デキメン列伝 第6回 海宝直人

“デキる”のみをものさしに、今後の舞台界を担っていくであろう、注目株の若手俳優をピックアップ。彼らが「デキメン(=デキる男優)」である理由、そして、隠れた本音をロング・インタビューで探る!

【第6回】海宝直人 NAOTO KAIHO

マリウスは最後の最後まで成長していく、とても魅力的な役


Writer’s view

7歳のとき、ティーカップの姿で愛らしく舞台に登場! ミュージカル生まれミュージカル育ちですくすくと、品のあるハンサムな青年に成長した彼は、「レ・ミゼラブル」のマリウスとなりました。姿は美しく、歌も演技も安定、かつフレッシュさを失わない海宝さんのマリウスに“堕ちた”レミゼファンも多いのでは。9月まで務め上げた後、秋には超話題作「アラジン」のアラジン役が控えています。これまでの20年の道のりと、自ら「ここが勝負」と語る今現在の思いをたっぷり聞きました。

*-*-*

## 記述課題 a
記録のうち、「task: segment the harbour」を含む行から記録の末尾までを、両端の行も含めて一字も変えずに出力せよ。
本文と記録はそれぞれ別の資料である。

*-*-*

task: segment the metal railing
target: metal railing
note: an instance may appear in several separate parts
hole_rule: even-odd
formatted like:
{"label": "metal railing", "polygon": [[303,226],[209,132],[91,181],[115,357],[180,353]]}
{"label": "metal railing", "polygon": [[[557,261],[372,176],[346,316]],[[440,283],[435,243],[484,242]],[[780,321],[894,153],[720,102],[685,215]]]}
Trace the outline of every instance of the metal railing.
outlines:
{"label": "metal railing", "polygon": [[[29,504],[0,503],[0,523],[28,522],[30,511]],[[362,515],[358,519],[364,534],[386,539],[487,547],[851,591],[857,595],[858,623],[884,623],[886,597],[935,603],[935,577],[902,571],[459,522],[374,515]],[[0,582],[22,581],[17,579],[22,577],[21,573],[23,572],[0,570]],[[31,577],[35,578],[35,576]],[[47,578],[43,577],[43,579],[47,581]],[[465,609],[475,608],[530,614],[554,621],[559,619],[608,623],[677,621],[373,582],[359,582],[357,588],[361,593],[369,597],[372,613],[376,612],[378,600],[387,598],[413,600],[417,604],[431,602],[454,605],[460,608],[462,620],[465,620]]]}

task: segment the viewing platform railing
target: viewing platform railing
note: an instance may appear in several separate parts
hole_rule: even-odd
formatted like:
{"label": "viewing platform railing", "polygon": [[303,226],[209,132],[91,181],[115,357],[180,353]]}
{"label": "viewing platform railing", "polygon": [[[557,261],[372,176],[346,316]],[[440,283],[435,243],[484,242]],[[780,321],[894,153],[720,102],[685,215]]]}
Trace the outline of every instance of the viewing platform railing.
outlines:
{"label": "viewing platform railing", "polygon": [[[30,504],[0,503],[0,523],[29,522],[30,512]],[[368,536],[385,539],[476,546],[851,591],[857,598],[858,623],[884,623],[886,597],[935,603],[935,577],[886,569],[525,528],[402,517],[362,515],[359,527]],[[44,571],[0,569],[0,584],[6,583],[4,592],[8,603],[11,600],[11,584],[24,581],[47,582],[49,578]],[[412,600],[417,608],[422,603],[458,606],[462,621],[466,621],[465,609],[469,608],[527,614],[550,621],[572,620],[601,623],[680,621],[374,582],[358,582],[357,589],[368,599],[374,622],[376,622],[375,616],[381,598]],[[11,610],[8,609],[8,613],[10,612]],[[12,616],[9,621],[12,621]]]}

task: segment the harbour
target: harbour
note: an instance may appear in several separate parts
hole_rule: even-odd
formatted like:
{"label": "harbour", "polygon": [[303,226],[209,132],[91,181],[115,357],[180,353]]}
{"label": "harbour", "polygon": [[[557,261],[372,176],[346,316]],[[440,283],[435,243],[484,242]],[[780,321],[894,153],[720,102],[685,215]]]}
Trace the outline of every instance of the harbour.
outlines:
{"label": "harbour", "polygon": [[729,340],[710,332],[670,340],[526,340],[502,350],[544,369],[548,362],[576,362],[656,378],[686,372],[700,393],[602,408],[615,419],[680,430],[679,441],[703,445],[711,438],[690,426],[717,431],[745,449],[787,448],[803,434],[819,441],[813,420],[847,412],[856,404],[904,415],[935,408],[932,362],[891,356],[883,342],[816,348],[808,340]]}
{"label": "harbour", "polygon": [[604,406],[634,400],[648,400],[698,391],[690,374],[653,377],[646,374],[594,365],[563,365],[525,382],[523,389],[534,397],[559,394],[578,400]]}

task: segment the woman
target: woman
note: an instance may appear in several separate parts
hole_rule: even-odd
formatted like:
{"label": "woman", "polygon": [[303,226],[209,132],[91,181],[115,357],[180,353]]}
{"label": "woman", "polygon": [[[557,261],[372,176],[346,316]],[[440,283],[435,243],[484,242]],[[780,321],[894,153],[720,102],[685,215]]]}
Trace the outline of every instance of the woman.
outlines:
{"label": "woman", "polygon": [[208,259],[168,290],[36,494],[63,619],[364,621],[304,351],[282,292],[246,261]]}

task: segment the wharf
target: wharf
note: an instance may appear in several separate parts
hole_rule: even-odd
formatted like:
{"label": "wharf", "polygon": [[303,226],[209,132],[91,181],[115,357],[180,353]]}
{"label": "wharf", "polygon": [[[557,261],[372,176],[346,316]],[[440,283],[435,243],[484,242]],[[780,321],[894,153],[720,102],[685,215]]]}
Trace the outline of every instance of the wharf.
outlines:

*-*-*

## 記述課題 b
海宝直人を紹介する本文の続きを、最後の文の後から引き取って書き進めよ。

## 課題の結果 a
task: segment the harbour
target: harbour
note: an instance may appear in several separate parts
hole_rule: even-odd
formatted like:
{"label": "harbour", "polygon": [[303,226],[209,132],[91,181],[115,357],[180,353]]}
{"label": "harbour", "polygon": [[[557,261],[372,176],[346,316]],[[440,283],[435,243],[484,242]],[[780,321],[894,153],[720,102],[685,215]]]}
Trace the outline of every instance of the harbour.
outlines:
{"label": "harbour", "polygon": [[729,340],[710,332],[670,340],[526,340],[502,350],[544,369],[548,362],[576,362],[656,378],[686,372],[700,393],[602,408],[615,419],[680,430],[679,441],[703,445],[711,438],[690,426],[717,431],[745,449],[787,448],[803,434],[819,441],[813,420],[847,412],[856,404],[904,415],[935,408],[932,362],[891,356],[883,342],[816,348],[808,340]]}
{"label": "harbour", "polygon": [[604,406],[634,400],[648,400],[698,391],[690,374],[653,377],[646,374],[594,365],[563,365],[525,382],[523,389],[534,397],[559,394],[578,400]]}

task: segment the woman
target: woman
note: an instance may appear in several separate parts
hole_rule: even-odd
formatted like:
{"label": "woman", "polygon": [[303,226],[209,132],[91,181],[115,357],[180,353]]}
{"label": "woman", "polygon": [[[557,261],[372,176],[346,316]],[[440,283],[435,243],[484,242]],[[780,321],[894,153],[720,102],[685,215]]]}
Trace the outline of every instance of the woman.
outlines:
{"label": "woman", "polygon": [[208,259],[168,290],[36,494],[63,619],[364,621],[304,351],[282,292],[246,261]]}

task: segment the wharf
target: wharf
note: an instance may appear in several separate parts
hole_rule: even-odd
formatted like:
{"label": "wharf", "polygon": [[303,226],[209,132],[91,181],[115,357],[180,353]]}
{"label": "wharf", "polygon": [[[557,261],[372,176],[346,316]],[[440,283],[435,243],[484,242]],[[780,321],[894,153],[720,102],[685,215]]]}
Trace the outline of every instance of the wharf.
outlines:

## 課題の結果 b
取材・文/武田吏都

 

――7月4日のお誕生日に合わせてソロライブが行われますね。「20th Anniversary」とあるのを見て思わず二度見してしまったんですが(笑)。26歳にして芸歴20年!

海宝 小学校1年生のときの劇団四季「美女と野獣」が初舞台でした(ティーカップ姿のチップ役)。それまでキッズモデルの仕事はちょこちょこしていたんですけど、舞台に立つ、芝居をするのはそれが初めて。やはり3歳年上の姉(海宝あかね=劇団四季)の影響が大きいですね。姉が「アニー」に出ていたので舞台を観たり、ステージ裏に連れて行ってもらってお姉さんたちに遊んでもらったり(笑)。歌ったり踊ったりということが、すごく日常的でした。

――ご両親は全く芸能関係ではないそうですが、弟さん(海宝潤=ジャニーズJr.)もこの世界にいらっしゃって。それぞれ活躍の場は違いますが、三姉弟が同じエンターテインメントの世界にいるというのは刺激になるのでは?

海宝 そうですね。姉の舞台を観に行ったりもしますし、弟がテレビに出ているのを見たりもしますし。それぞれの世界の話を聞くと、それもまた面白いです。

――子供の頃から、目立つことが好きな子だった?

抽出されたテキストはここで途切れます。